*** DATA SHOWN Section Begins ***

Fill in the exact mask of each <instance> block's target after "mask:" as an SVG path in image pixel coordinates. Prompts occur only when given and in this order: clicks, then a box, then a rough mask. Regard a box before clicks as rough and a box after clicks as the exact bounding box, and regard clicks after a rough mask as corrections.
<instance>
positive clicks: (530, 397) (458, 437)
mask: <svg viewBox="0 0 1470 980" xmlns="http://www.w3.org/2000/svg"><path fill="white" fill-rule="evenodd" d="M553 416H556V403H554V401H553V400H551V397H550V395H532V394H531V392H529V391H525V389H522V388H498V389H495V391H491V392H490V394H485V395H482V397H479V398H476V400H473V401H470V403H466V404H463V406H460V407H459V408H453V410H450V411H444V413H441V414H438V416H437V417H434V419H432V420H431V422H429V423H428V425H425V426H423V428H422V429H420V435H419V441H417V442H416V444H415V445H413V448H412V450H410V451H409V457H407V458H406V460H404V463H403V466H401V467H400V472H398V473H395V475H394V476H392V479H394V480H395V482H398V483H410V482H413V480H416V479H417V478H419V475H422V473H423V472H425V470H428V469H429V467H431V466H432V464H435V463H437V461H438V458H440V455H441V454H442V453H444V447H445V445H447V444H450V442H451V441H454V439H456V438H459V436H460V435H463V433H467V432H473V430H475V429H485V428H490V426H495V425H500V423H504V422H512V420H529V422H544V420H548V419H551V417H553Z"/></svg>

*** DATA SHOWN Section Ends ***
*** DATA SHOWN Section Begins ***

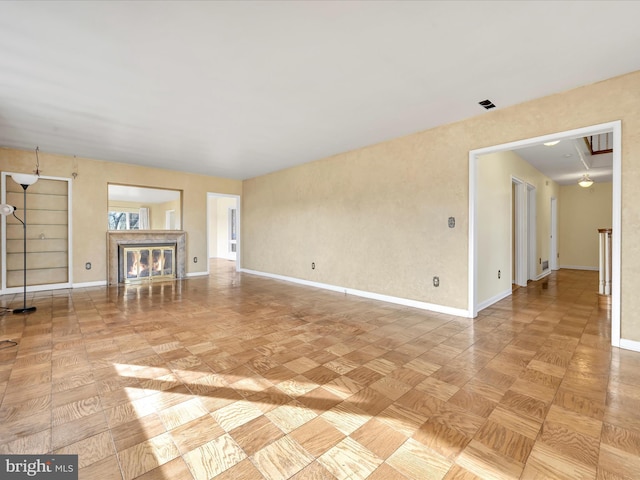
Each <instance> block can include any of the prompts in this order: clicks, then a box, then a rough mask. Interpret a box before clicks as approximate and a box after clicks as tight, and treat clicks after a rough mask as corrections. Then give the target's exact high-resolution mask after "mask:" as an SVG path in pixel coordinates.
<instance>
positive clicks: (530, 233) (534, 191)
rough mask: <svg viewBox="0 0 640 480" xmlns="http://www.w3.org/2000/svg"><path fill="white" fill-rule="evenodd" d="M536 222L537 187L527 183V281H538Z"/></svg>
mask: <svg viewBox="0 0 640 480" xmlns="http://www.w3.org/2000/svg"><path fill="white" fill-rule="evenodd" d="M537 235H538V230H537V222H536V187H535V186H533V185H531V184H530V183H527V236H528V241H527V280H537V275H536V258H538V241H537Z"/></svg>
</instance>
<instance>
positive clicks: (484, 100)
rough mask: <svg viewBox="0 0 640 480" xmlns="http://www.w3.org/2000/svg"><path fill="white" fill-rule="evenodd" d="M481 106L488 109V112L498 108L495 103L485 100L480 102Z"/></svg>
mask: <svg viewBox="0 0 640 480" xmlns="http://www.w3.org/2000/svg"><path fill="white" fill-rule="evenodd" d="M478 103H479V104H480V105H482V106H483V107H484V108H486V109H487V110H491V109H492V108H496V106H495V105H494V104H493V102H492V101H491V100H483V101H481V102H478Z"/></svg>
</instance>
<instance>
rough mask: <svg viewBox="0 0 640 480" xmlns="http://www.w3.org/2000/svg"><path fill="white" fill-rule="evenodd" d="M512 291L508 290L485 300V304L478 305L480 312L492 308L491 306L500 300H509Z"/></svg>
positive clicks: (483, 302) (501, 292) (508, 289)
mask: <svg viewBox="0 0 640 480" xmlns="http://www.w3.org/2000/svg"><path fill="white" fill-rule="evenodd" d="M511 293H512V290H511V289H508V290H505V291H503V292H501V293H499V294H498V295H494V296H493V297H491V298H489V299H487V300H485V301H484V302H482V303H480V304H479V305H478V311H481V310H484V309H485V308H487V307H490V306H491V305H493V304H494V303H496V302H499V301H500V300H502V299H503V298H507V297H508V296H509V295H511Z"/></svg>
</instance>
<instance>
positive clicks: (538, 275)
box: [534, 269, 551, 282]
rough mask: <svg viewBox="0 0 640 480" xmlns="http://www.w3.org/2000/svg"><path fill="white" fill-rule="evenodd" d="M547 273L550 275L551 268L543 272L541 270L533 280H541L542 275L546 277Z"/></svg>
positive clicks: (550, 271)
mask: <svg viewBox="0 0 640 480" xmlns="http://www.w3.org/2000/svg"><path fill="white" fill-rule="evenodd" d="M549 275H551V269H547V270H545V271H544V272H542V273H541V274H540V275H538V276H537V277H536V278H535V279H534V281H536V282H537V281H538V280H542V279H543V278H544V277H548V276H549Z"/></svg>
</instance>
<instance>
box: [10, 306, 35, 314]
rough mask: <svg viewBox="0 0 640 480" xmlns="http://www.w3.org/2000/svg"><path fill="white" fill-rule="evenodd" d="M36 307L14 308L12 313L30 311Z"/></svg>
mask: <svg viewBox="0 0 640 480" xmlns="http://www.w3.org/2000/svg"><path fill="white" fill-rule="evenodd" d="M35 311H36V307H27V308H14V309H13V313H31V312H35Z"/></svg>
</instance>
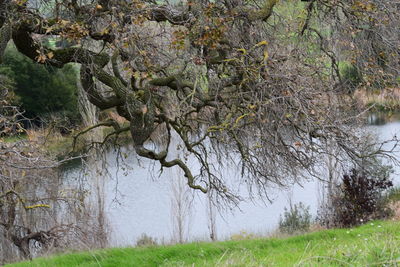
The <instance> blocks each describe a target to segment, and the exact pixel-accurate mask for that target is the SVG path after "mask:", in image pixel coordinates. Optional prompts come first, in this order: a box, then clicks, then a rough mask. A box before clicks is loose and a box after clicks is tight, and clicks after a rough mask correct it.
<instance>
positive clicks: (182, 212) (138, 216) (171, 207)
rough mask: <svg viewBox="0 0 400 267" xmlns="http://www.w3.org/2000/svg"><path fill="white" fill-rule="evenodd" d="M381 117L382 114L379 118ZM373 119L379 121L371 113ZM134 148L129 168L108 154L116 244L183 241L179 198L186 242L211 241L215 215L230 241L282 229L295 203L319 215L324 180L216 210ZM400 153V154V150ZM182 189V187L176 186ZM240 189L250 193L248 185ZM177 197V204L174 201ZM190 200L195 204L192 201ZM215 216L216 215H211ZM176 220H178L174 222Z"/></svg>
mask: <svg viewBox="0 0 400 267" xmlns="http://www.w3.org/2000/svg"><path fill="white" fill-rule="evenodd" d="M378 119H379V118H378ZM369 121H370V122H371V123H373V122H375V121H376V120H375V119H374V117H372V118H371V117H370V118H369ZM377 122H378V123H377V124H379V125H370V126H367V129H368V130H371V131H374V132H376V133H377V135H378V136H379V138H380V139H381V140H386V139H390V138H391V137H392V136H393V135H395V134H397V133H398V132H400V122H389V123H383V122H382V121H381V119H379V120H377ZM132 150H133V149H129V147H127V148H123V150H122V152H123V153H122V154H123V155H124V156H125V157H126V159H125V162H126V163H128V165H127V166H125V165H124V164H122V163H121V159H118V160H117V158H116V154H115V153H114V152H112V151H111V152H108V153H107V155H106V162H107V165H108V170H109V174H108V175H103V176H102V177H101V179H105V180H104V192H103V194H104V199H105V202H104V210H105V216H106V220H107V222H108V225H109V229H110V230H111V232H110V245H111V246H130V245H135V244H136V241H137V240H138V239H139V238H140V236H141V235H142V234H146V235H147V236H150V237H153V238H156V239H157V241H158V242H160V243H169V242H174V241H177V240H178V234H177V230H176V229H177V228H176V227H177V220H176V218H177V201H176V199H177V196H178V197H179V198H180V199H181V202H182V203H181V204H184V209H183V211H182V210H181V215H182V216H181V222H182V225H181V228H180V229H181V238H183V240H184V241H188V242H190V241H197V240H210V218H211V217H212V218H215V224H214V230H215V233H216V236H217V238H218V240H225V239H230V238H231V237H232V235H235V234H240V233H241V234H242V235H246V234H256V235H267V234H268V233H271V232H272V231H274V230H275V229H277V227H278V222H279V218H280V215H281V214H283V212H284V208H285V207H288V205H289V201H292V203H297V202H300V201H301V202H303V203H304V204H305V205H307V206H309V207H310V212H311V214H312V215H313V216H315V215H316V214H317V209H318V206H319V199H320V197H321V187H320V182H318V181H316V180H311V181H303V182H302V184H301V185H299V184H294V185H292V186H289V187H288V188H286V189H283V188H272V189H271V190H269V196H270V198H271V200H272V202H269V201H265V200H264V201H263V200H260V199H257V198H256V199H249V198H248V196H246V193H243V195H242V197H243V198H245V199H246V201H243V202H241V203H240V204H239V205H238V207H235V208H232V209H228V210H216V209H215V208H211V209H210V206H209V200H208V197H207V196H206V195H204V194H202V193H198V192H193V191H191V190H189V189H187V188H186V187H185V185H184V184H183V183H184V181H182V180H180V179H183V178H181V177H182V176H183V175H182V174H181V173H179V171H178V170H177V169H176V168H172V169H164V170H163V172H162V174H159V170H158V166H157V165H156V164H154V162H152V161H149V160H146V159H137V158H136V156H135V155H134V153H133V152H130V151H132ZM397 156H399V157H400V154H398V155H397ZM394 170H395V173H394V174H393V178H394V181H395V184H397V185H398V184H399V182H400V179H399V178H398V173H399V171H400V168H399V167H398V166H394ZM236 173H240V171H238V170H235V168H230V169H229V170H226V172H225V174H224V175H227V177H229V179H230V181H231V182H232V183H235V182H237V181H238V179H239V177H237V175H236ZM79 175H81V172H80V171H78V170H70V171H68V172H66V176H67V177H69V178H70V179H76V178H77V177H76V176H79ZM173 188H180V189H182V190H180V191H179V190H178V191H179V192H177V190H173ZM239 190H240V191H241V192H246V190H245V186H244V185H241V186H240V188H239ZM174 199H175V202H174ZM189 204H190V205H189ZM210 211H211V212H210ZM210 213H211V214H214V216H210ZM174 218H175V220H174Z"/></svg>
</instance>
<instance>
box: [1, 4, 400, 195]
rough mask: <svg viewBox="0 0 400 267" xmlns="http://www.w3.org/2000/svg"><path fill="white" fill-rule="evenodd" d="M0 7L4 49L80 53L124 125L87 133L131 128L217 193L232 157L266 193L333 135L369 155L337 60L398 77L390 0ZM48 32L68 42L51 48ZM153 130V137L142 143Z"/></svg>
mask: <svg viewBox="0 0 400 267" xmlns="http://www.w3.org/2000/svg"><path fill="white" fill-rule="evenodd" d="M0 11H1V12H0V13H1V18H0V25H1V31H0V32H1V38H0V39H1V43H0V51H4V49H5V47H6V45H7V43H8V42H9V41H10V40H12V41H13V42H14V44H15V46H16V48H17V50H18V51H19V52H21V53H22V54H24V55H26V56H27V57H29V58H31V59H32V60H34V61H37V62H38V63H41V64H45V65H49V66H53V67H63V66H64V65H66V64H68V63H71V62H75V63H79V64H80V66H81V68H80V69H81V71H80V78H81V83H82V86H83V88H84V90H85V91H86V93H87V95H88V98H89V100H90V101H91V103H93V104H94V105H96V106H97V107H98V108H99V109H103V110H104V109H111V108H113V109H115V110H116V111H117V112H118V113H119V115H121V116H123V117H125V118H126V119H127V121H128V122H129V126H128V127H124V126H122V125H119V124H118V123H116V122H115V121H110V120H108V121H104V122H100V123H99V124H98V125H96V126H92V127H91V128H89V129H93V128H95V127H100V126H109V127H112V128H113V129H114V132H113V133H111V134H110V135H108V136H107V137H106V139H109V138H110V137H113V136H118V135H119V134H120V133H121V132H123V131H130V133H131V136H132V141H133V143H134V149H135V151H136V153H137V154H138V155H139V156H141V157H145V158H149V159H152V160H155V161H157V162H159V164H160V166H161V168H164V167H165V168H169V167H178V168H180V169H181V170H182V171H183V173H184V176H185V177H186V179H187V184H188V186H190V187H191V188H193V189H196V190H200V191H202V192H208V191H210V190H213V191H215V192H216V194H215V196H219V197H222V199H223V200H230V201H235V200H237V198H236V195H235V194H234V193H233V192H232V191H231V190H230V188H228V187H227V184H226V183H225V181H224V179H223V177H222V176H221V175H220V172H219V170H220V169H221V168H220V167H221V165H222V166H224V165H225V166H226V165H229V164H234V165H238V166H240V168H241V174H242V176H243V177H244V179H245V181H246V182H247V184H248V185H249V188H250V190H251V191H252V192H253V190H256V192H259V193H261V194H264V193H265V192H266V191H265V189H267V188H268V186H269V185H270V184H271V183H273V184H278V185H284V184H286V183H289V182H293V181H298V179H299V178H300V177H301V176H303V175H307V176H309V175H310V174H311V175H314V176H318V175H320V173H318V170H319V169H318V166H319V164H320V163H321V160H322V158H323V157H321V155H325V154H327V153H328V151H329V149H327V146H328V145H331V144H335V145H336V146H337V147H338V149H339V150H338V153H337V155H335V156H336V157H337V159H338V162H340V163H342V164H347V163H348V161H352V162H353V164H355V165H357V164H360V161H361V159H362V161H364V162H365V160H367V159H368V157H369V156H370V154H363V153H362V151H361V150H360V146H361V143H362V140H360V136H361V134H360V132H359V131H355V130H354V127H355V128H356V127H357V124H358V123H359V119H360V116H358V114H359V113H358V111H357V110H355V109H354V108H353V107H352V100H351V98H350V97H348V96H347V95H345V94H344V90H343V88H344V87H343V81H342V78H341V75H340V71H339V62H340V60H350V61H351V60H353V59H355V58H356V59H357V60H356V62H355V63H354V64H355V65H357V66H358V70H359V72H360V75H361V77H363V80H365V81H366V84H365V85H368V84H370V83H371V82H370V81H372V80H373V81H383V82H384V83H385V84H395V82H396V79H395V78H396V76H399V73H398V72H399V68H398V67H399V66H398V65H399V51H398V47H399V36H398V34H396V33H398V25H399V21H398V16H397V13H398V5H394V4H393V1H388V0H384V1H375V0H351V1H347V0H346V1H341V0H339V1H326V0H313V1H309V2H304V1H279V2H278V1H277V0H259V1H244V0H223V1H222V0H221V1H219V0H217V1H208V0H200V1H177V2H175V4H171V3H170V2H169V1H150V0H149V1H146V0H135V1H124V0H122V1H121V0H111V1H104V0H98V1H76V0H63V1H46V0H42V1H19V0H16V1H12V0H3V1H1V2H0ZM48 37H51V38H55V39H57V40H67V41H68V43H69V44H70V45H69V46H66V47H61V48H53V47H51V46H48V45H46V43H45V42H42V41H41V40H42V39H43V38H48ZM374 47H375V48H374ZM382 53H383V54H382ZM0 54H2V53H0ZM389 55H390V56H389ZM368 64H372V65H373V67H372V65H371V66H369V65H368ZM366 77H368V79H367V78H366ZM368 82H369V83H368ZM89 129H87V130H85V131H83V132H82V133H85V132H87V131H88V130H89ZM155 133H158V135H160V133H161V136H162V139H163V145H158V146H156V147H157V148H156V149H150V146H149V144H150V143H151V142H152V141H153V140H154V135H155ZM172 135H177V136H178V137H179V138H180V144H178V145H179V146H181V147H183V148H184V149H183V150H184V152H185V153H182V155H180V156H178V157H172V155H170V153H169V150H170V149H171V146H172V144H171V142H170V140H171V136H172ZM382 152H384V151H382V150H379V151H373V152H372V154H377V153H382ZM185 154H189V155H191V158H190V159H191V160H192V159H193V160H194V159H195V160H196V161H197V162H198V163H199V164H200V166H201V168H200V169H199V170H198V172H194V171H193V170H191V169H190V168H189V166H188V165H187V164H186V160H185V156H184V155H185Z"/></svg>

*** DATA SHOWN Section Ends ***

- _TASK PROMPT_: Start at the line containing "273L550 275L551 268L543" and stop after the line containing "positive clicks: (550, 271)". Write out only those lines, replacing "rough mask" with "coarse mask" and leaving everything else unchanged.

- _ANSWER TO THE PROBLEM_:
coarse mask: <svg viewBox="0 0 640 480" xmlns="http://www.w3.org/2000/svg"><path fill="white" fill-rule="evenodd" d="M547 273L550 275L551 268L543 272L541 270L533 280H541L542 275L546 277Z"/></svg>
positive clicks: (550, 271)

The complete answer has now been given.